[Referring expression grounding data]
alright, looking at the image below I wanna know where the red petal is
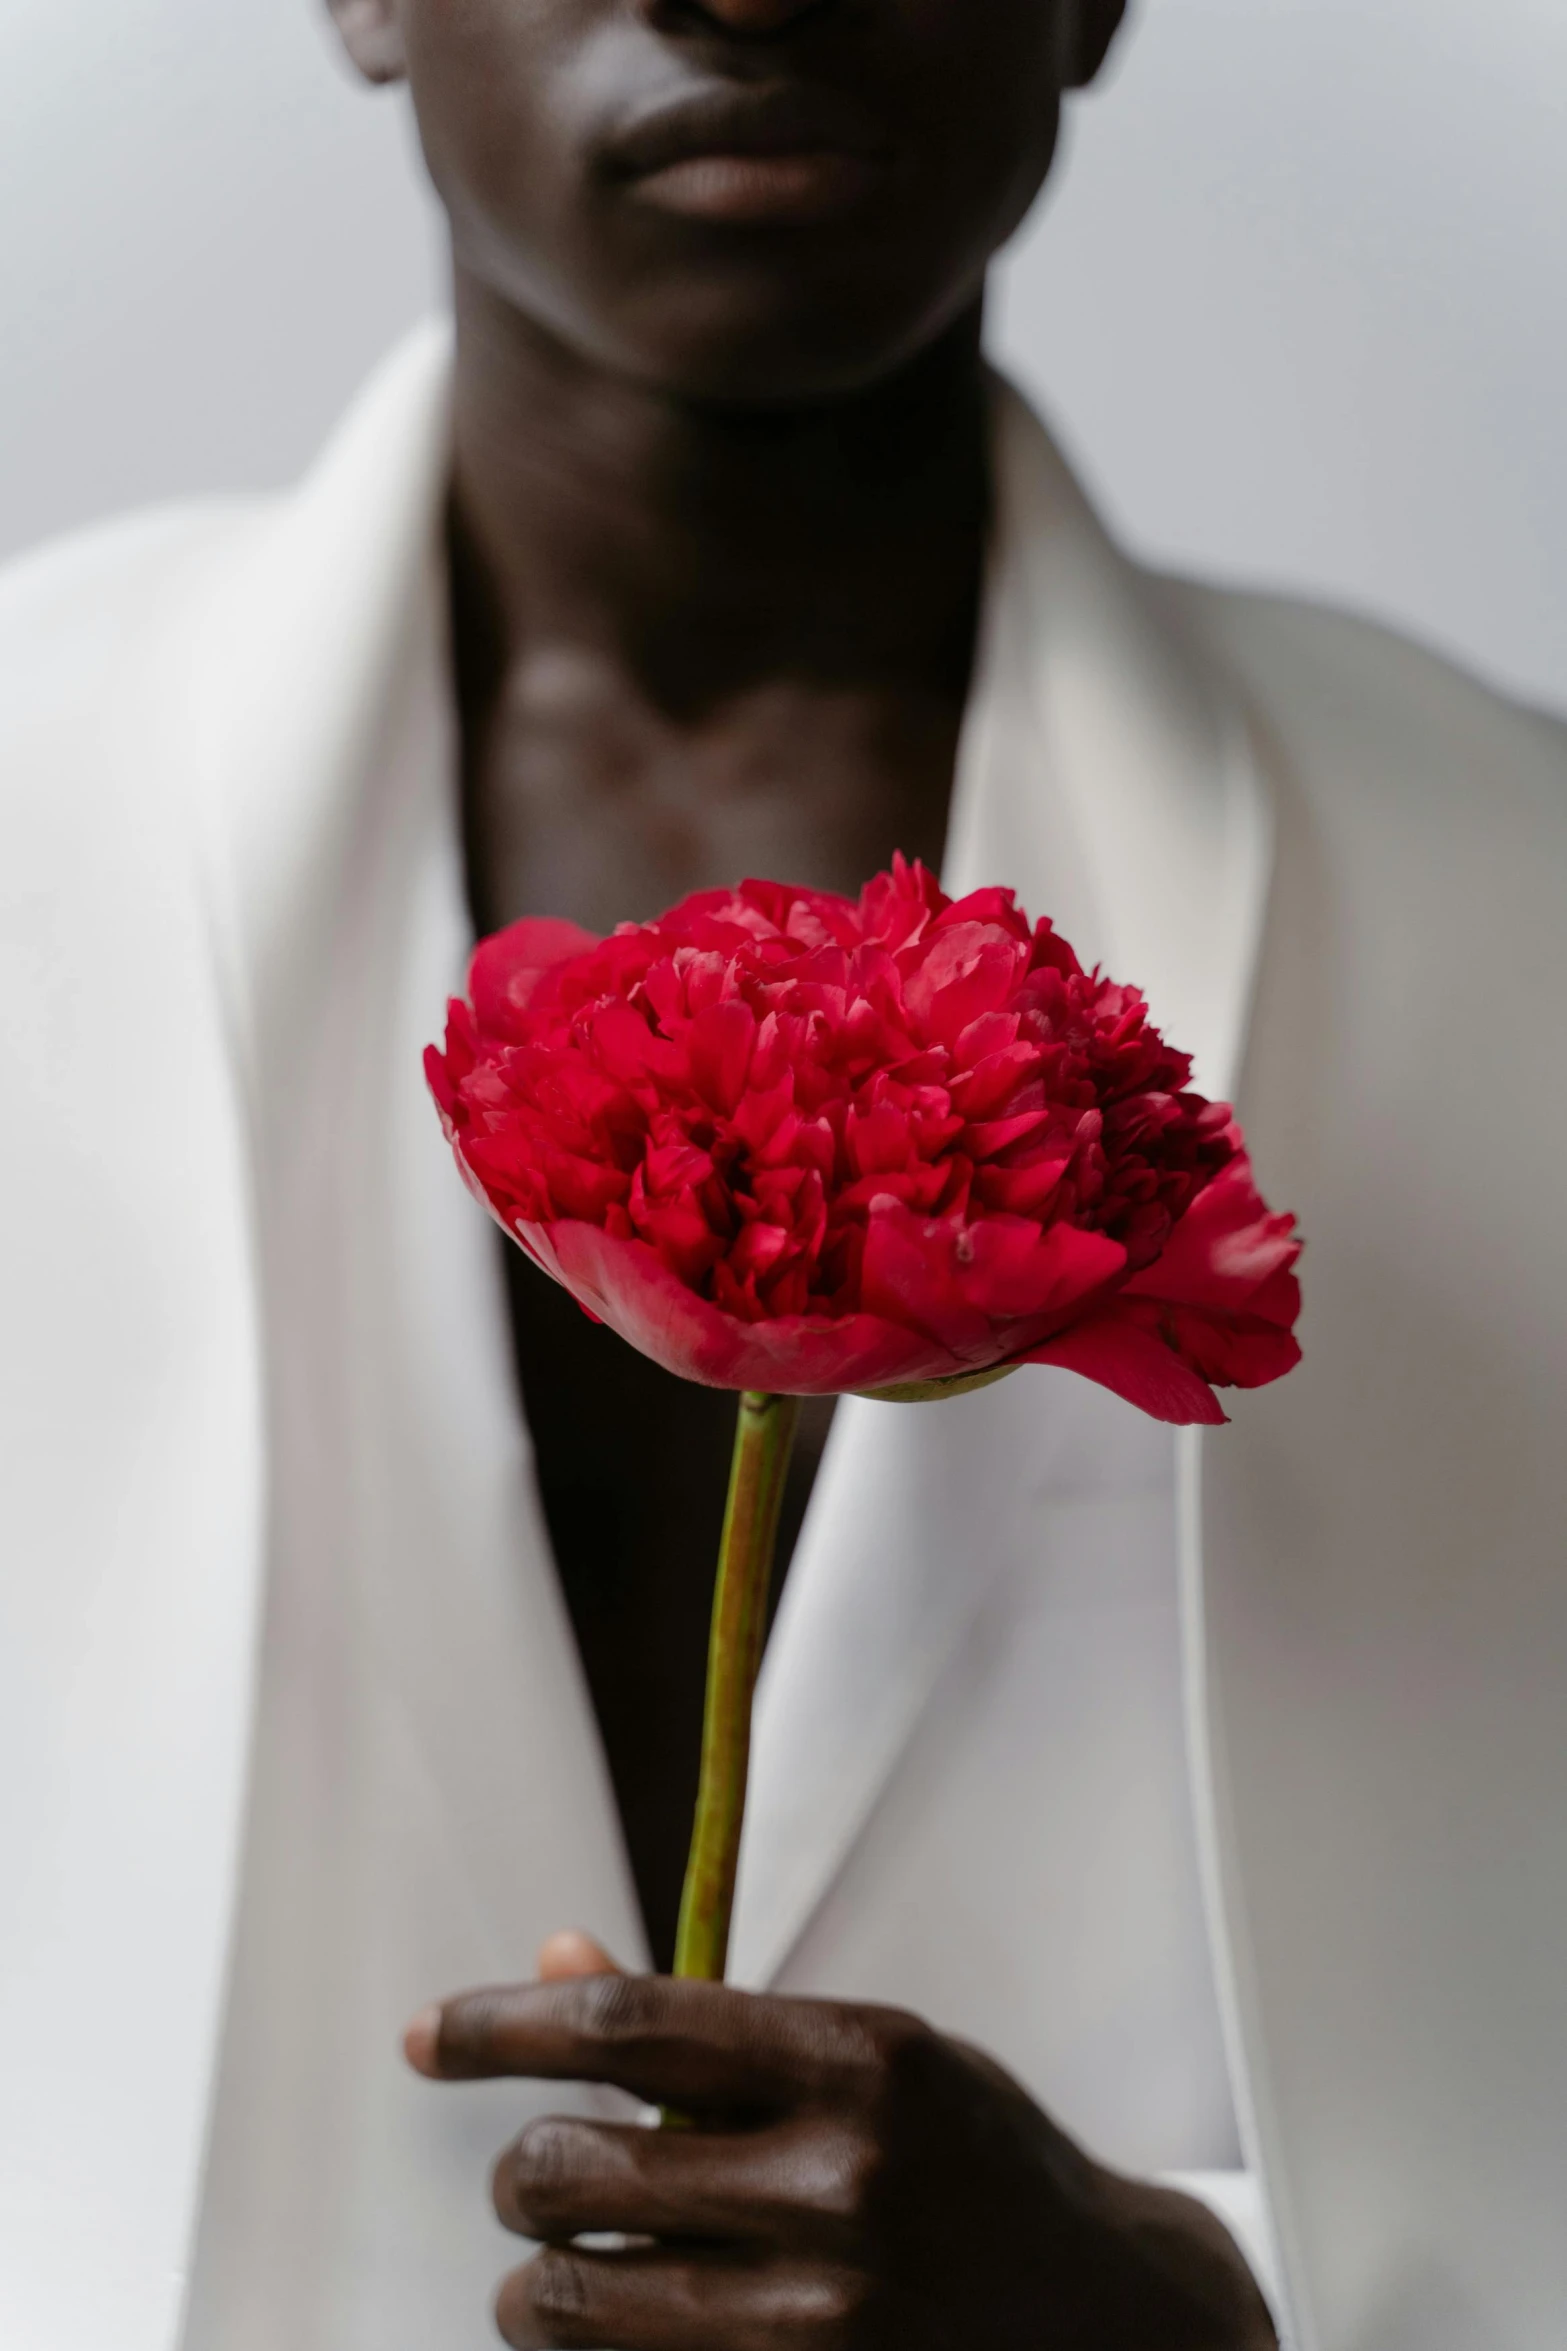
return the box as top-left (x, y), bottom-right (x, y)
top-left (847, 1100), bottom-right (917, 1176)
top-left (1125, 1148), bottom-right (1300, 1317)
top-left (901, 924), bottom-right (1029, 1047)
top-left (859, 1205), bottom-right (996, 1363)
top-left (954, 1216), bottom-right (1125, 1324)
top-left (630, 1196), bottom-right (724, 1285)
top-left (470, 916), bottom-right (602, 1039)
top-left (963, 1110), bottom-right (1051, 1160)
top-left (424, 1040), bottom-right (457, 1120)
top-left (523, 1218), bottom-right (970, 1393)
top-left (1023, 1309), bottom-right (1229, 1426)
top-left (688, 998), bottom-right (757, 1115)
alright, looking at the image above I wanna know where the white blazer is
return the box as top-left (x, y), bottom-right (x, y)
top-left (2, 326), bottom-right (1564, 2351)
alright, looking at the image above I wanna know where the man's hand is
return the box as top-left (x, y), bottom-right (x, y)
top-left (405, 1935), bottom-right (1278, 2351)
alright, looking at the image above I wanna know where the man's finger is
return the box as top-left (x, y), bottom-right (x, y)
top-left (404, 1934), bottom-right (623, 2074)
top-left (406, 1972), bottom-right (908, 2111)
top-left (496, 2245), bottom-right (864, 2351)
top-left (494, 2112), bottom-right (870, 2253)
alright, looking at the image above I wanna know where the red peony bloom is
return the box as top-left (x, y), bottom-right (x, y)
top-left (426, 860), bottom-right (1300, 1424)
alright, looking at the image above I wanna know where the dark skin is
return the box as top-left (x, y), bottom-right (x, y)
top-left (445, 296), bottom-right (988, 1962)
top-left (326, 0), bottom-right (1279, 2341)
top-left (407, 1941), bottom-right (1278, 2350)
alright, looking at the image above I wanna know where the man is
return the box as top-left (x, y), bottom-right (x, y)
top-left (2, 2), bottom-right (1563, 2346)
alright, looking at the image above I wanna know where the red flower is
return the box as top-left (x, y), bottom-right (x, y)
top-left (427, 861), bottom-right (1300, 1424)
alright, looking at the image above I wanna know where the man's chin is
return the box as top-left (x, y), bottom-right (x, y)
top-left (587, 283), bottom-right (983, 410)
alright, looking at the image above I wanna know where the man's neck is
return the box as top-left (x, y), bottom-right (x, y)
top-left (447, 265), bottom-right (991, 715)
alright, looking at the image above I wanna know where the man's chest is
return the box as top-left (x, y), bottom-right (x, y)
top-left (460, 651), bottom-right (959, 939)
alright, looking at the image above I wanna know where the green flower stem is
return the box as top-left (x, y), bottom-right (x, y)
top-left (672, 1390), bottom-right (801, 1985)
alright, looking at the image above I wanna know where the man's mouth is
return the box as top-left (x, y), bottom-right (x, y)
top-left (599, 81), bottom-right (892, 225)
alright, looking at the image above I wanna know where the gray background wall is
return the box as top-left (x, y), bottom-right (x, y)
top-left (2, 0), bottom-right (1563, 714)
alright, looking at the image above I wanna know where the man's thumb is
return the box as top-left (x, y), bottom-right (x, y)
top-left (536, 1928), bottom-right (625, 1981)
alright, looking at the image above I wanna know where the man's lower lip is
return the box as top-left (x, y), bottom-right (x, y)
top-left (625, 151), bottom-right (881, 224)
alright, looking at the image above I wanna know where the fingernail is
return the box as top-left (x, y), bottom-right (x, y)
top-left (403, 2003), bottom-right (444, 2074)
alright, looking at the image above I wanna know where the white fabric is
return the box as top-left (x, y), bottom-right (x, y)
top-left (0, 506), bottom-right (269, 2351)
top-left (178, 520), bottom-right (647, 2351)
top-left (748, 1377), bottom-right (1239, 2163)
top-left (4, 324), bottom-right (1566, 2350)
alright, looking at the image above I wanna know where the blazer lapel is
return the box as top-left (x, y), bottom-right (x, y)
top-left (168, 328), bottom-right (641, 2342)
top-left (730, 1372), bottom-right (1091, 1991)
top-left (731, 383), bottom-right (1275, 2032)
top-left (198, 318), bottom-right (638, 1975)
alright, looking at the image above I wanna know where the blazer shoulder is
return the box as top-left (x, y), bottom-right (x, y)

__Exercise objective__:
Answer only with how many lines in the records include "blazer".

__Your solution__:
3